The problem: Please rewrite all of the entries below, switching "Instruction set" to "Directions" and leaving everything else unchanged.

--------------------------------------------------

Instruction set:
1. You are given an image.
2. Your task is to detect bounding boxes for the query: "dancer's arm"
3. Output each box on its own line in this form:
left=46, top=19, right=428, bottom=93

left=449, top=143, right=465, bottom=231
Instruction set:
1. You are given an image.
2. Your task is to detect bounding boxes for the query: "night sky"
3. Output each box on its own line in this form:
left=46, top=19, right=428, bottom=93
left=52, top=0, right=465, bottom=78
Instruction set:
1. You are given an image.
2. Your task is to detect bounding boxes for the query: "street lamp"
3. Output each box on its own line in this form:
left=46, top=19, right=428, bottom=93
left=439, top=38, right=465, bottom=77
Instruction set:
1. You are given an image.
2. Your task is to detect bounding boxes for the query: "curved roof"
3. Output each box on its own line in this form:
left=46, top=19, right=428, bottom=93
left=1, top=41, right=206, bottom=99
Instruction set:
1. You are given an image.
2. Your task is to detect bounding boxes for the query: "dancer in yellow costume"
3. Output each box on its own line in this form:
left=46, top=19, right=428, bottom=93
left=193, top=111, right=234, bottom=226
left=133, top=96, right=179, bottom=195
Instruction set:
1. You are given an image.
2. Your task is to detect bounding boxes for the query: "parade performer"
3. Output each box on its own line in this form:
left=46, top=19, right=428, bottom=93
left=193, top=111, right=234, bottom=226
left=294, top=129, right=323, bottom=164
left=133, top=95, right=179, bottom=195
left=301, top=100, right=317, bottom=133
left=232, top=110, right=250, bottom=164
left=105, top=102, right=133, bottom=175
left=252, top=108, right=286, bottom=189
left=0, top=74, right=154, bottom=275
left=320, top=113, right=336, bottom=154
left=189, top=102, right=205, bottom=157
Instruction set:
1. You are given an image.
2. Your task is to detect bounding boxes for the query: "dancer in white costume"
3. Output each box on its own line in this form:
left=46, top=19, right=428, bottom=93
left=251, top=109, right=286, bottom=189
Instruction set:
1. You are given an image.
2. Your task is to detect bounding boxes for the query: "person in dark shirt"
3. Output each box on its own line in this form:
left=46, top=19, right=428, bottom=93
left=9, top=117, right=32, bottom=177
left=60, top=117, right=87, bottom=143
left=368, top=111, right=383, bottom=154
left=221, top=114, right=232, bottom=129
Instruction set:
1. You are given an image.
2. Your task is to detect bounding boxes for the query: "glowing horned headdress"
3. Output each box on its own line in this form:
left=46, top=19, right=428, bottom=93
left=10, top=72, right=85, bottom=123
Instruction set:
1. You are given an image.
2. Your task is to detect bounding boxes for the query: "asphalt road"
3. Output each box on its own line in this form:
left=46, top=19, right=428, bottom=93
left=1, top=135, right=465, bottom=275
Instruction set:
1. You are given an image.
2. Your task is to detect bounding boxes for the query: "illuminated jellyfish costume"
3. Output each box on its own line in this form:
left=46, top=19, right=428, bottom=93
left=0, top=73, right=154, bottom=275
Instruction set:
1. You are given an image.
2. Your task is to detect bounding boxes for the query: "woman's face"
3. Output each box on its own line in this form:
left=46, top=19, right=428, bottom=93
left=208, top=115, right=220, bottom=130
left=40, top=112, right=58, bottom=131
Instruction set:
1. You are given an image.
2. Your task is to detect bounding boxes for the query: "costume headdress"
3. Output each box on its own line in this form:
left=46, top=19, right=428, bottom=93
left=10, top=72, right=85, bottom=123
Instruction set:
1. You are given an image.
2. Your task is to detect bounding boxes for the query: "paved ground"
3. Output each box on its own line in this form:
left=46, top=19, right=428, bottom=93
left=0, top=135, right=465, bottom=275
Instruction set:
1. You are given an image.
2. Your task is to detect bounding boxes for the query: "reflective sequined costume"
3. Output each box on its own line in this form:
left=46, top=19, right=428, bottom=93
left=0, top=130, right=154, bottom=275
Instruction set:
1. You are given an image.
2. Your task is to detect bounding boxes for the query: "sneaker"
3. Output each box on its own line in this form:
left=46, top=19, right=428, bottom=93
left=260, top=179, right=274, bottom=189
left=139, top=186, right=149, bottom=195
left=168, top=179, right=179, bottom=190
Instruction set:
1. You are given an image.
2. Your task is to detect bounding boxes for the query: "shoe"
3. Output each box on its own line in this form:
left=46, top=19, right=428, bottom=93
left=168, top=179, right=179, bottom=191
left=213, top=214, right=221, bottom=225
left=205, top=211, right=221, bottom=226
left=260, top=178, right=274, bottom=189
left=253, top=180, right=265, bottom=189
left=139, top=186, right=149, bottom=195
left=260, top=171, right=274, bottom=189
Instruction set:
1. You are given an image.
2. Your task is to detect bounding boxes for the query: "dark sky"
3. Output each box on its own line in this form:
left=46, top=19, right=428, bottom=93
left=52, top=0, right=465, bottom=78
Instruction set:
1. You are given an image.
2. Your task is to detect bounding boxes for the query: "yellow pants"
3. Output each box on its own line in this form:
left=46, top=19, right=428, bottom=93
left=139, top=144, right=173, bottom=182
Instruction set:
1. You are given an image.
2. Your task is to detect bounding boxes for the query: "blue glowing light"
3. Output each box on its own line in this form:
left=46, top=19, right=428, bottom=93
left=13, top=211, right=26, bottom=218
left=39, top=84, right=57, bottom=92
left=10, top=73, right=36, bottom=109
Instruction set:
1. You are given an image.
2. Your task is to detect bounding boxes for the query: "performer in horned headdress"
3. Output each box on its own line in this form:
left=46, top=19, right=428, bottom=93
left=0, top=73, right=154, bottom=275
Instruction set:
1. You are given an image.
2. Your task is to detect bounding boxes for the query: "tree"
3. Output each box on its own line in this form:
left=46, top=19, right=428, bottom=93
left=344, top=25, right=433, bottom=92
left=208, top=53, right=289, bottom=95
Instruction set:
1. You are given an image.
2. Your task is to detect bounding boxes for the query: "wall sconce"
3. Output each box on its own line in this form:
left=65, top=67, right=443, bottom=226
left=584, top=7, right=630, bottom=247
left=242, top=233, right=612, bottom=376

--------------------------------------------------

Exercise result:
Directions:
1. You are given an image.
2. Your task is to detect bounding boxes for the query: "dancer's arm"
3. Output each box on its own line in this form:
left=46, top=19, right=428, bottom=93

left=449, top=143, right=465, bottom=231
Directions:
1. You are given an image.
2. Your task is to detect bounding boxes for the query: "night sky"
3. Output each box on its own line in this form:
left=46, top=19, right=428, bottom=93
left=52, top=0, right=465, bottom=78
Directions:
1. You are given an image.
2. Your task is to detect bounding boxes for the query: "street lamp"
3. Output each box on its own line in this form:
left=46, top=19, right=428, bottom=93
left=439, top=38, right=465, bottom=77
Directions:
1. You are given an image.
2. Your task is to detect bounding boxes for the query: "curved roof"
3. Output each box on its own line in this form:
left=46, top=19, right=428, bottom=93
left=1, top=41, right=206, bottom=99
Directions:
1. You are given an image.
2. Your task is to detect bounding boxes for the query: "dancer in yellow costume"
3. Output each box on its own line in this form:
left=46, top=19, right=428, bottom=93
left=193, top=111, right=234, bottom=226
left=133, top=96, right=179, bottom=195
Directions:
1. You are given an image.
2. Your task is to detect bounding boxes for the query: "parade performer"
3. Output each box on its own line in this form:
left=46, top=19, right=428, bottom=93
left=193, top=111, right=234, bottom=226
left=294, top=129, right=323, bottom=164
left=133, top=95, right=179, bottom=195
left=301, top=100, right=317, bottom=133
left=232, top=110, right=250, bottom=164
left=105, top=102, right=133, bottom=175
left=252, top=108, right=286, bottom=189
left=0, top=74, right=154, bottom=275
left=320, top=113, right=336, bottom=154
left=189, top=102, right=205, bottom=157
Directions:
1. You are given an image.
2. Your task is to detect bounding boxes for the query: "dancer in white costume"
3. Output each box on its own line in this form:
left=46, top=19, right=428, bottom=93
left=251, top=109, right=286, bottom=189
Directions:
1. You are given an image.
2. Your task is to detect bounding boxes for the query: "person in dark shirt"
3. Output each box on its own line in this form:
left=46, top=19, right=428, bottom=93
left=9, top=117, right=32, bottom=177
left=60, top=117, right=87, bottom=143
left=368, top=111, right=383, bottom=154
left=221, top=114, right=232, bottom=129
Directions:
1. You are given an image.
2. Your task is to detect bounding boxes for the query: "glowing horned headdress"
3. Output each box on its own line in this form:
left=46, top=19, right=428, bottom=93
left=10, top=72, right=85, bottom=123
Directions:
1. You are given an image.
2. Your task is to detect bounding boxes for the query: "asphalt road"
3. Output each box on its own line in this form:
left=46, top=19, right=428, bottom=93
left=1, top=135, right=465, bottom=275
Directions:
1. You are given an image.
2. Your task is to detect bounding boxes for the query: "illuminated jellyfish costume"
3. Output each box on its own line in this form:
left=46, top=19, right=428, bottom=93
left=0, top=73, right=154, bottom=275
Directions:
1. You are given an image.
2. Your task is to detect bounding boxes for the query: "woman's face"
3. Output each box on its own line in this form:
left=46, top=19, right=428, bottom=93
left=208, top=115, right=220, bottom=130
left=40, top=112, right=58, bottom=131
Directions:
1. You are given an image.
2. Your task is to detect bounding boxes for the query: "costume headdress"
3. Output each box on its own line in this form:
left=46, top=19, right=428, bottom=93
left=10, top=72, right=85, bottom=123
Directions:
1. You are given an image.
2. Your task is to detect bounding boxes for the query: "paved ground"
3. Output each box on its own line in this form:
left=46, top=19, right=428, bottom=93
left=0, top=135, right=465, bottom=275
Directions:
1. You are given an image.
2. Your task is to detect bounding boxes for the query: "reflective sequined costume"
3. Output each box on its own line in this form:
left=46, top=19, right=428, bottom=93
left=0, top=130, right=154, bottom=275
Directions:
1. You are given an image.
2. Your task is to detect bounding boxes for the query: "sneaker"
3. Output each box on its own line in this form:
left=46, top=19, right=428, bottom=93
left=260, top=179, right=274, bottom=189
left=139, top=186, right=149, bottom=195
left=168, top=179, right=179, bottom=190
Directions:
1. You are given an image.
2. Your task is to detect bounding boxes for the query: "shoe"
3. Output each box on its own line in this form:
left=46, top=19, right=428, bottom=93
left=168, top=179, right=179, bottom=191
left=213, top=214, right=221, bottom=225
left=205, top=211, right=221, bottom=226
left=260, top=178, right=274, bottom=189
left=253, top=180, right=265, bottom=189
left=139, top=186, right=149, bottom=195
left=260, top=171, right=274, bottom=189
Directions:
1. You are given an image.
2. Your task is to detect bounding boxes for the query: "dark sky"
3. Output each box on its own line in this form:
left=46, top=19, right=428, bottom=93
left=52, top=0, right=465, bottom=78
Directions:
1. You are given an image.
2. Your task is to detect bounding boxes for the query: "yellow pants"
3. Output each box on its own line in this form:
left=46, top=19, right=428, bottom=93
left=139, top=144, right=173, bottom=182
Directions:
1. You are given an image.
2. Your task is to detect bounding boxes for the query: "blue glowing light"
3. Output each box on its own line in this form:
left=46, top=19, right=428, bottom=93
left=13, top=211, right=26, bottom=218
left=39, top=84, right=57, bottom=92
left=10, top=73, right=36, bottom=109
Directions:
1. You are given an image.
2. Your task is to detect bounding boxes for the query: "performer in horned headdress"
3. Output each box on its own line in this form:
left=46, top=19, right=428, bottom=93
left=0, top=73, right=154, bottom=275
Directions:
1. You are given an image.
2. Your task is to detect bounding boxes for the query: "tree"
3. Output each box on its own line in this form:
left=46, top=19, right=428, bottom=93
left=344, top=25, right=433, bottom=92
left=208, top=53, right=289, bottom=95
Directions:
1. You are given an image.
2. Your task is to detect bounding boxes for the query: "wall sconce"
3. Output each box on its own line in this form:
left=65, top=67, right=443, bottom=226
left=584, top=7, right=630, bottom=247
left=242, top=233, right=612, bottom=376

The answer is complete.